Study text —
▬▬▬▬▬▬

Jun 5, 2016

It Takes a Village...

In my world of 55+ RV resorts and a 55+ community here in Oregon I have come to realize that it does take a village to remain secure in our old age.

In Arizona where we spend our winters, we have a gated entry and a fence that surrounds the property. We know people that need watching and are very aware of what is going on. For those people that can wander occasionally, the village provides some security. But we only have a handful that have remained when that time came. It is a vacation spot boomers mostly.

But here in Oregon, the houses are set on a round street with some along the edge and some in the middle. A small gazebo is our public "park" of sorts. We do have some very elderly people in our neighborhood right now and several have left within the last year. We are a village where those of us that are younger watch out for those that are older.

▬▬▬▬▬▬

Dataset entries
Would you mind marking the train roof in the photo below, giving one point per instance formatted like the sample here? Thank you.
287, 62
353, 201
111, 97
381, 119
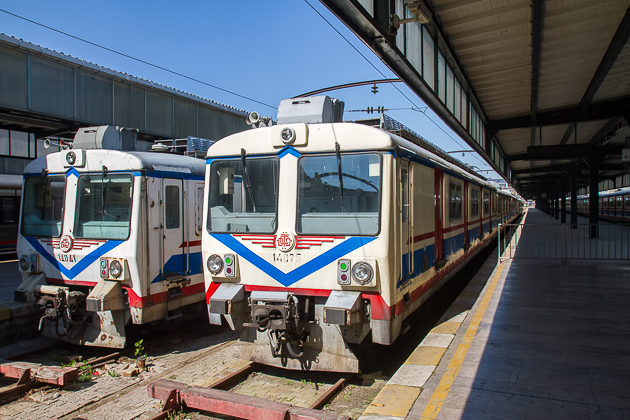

▬▬▬▬▬▬

Exercise instructions —
• A. According to the "It Takes a Village..." text, what gives residents who sometimes wander a measure of security at the Arizona resort? Answer in one to three sentences.
• B. Carry on the "It Takes a Village..." text, starting after its final sentence.

Written answers —
• A. The resort has a gated entry and a fence around the property. The residents also know which people need watching and stay very aware of what is going on.

• B.
My neighbor knows about everyone and we depend on her for a detailed description of the ails and woes. I see it as a good thing because I do not want to go door to door to find out the news. She walks everyday and stops to visit with anyone that is outside. She is over 80.

But what about a community that only houses dementia patients? There has been one in Holland for many years. It has been dubbed "The Truman Story" village.
...[it] is [a] place with no locks at all, no gates or fences, in the land of smiles where demented are deposited by their European families, freely living in the moment until they take their last breath. (from a documentary called "The Unspooling Mind")
Since 2010 or maybe even before villages like this have been springing up around the world. The people that live there wander at will and remain safe. But, what if they could do that in a community of mixed age people?

In recent years, I read about a Japanese women that wandered throughout her village, entered shops and homes, sat in chairs and left when she was ready. Her daughter had tried to keep her locked in but it didn't work and upset the Alzheimer's patient beyond reason. The people in the businesses and the neighborhood were willing to let her wander and watched out for her when she was out of her daughter's sight.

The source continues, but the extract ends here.